*AIM*: Recast the lines starting at the one containing "Objective — one point per instance of the dirt" and ending at the one containing "Target: dirt floor" as a JSON list of strings, one string per line, leaving out any blank lines.

*RECORDS FOR PROCESSING*:

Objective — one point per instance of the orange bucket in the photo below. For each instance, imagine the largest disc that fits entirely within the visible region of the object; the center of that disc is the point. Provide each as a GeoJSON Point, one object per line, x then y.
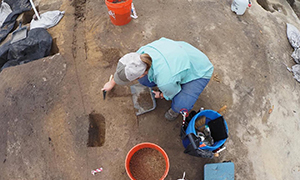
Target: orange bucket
{"type": "Point", "coordinates": [142, 146]}
{"type": "Point", "coordinates": [119, 11]}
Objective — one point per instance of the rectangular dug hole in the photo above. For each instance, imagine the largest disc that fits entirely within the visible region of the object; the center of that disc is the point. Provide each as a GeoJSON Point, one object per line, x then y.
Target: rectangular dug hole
{"type": "Point", "coordinates": [96, 130]}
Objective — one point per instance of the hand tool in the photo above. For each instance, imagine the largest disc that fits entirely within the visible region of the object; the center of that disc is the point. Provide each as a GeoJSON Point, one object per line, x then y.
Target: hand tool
{"type": "Point", "coordinates": [104, 92]}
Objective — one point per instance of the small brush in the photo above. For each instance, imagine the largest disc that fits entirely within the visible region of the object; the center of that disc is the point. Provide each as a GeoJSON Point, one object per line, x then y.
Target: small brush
{"type": "Point", "coordinates": [104, 92]}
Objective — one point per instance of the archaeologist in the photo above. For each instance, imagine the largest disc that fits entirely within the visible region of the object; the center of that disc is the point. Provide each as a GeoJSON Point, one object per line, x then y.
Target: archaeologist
{"type": "Point", "coordinates": [179, 70]}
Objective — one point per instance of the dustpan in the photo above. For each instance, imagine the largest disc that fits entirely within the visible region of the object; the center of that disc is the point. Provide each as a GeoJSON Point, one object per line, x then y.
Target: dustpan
{"type": "Point", "coordinates": [143, 99]}
{"type": "Point", "coordinates": [19, 34]}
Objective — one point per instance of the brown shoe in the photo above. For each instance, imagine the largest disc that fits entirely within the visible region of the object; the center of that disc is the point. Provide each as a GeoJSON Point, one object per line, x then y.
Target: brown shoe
{"type": "Point", "coordinates": [171, 115]}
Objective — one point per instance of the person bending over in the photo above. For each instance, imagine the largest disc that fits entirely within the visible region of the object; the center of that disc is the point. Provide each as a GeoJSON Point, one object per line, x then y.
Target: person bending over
{"type": "Point", "coordinates": [179, 70]}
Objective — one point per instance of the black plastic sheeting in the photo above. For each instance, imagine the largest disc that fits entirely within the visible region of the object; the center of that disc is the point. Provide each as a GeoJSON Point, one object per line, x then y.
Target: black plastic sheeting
{"type": "Point", "coordinates": [37, 45]}
{"type": "Point", "coordinates": [17, 7]}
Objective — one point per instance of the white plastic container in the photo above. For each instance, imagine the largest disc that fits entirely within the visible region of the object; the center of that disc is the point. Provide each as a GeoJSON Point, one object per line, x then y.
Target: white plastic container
{"type": "Point", "coordinates": [240, 6]}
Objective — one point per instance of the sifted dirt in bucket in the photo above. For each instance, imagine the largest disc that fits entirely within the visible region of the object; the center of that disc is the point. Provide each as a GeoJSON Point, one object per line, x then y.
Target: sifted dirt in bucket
{"type": "Point", "coordinates": [96, 130]}
{"type": "Point", "coordinates": [118, 1]}
{"type": "Point", "coordinates": [145, 101]}
{"type": "Point", "coordinates": [147, 163]}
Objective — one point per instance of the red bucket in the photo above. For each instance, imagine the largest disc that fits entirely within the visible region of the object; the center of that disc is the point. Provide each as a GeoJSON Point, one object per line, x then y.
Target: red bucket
{"type": "Point", "coordinates": [142, 146]}
{"type": "Point", "coordinates": [119, 11]}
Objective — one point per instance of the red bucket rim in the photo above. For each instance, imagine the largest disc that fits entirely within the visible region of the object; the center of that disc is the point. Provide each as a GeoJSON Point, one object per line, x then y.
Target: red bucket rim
{"type": "Point", "coordinates": [146, 145]}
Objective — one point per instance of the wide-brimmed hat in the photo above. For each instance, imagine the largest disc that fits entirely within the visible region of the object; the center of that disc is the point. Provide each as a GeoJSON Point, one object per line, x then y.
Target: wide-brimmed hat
{"type": "Point", "coordinates": [129, 68]}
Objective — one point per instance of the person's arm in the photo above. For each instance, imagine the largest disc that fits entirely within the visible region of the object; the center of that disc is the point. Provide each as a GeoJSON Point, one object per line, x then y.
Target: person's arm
{"type": "Point", "coordinates": [158, 94]}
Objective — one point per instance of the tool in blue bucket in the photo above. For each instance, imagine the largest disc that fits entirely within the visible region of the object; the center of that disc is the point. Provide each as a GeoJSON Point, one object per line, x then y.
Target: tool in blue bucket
{"type": "Point", "coordinates": [194, 145]}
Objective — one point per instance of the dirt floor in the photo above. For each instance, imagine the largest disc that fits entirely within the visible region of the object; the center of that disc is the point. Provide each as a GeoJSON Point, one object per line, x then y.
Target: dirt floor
{"type": "Point", "coordinates": [51, 107]}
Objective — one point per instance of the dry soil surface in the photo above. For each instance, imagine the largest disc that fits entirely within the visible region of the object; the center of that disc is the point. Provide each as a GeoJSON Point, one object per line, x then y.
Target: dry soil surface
{"type": "Point", "coordinates": [50, 107]}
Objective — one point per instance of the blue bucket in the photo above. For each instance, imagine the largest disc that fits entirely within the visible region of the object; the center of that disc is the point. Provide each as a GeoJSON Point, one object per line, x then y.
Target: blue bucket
{"type": "Point", "coordinates": [210, 115]}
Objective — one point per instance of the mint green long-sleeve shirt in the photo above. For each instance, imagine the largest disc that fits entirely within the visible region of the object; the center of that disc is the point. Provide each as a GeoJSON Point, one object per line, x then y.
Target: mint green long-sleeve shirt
{"type": "Point", "coordinates": [175, 63]}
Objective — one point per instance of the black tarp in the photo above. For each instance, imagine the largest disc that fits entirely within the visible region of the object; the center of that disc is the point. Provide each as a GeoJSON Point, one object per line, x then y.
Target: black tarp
{"type": "Point", "coordinates": [17, 7]}
{"type": "Point", "coordinates": [36, 45]}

*EXERCISE ANSWER*:
[
  "Objective — one point per instance of the dirt floor in the photo above. For each instance, imagine the largest disc that fits entirely within the visible region of the object; the center of that disc is the point. Provide each as a GeoJSON Point, one object per line, x then y.",
  "Target: dirt floor"
]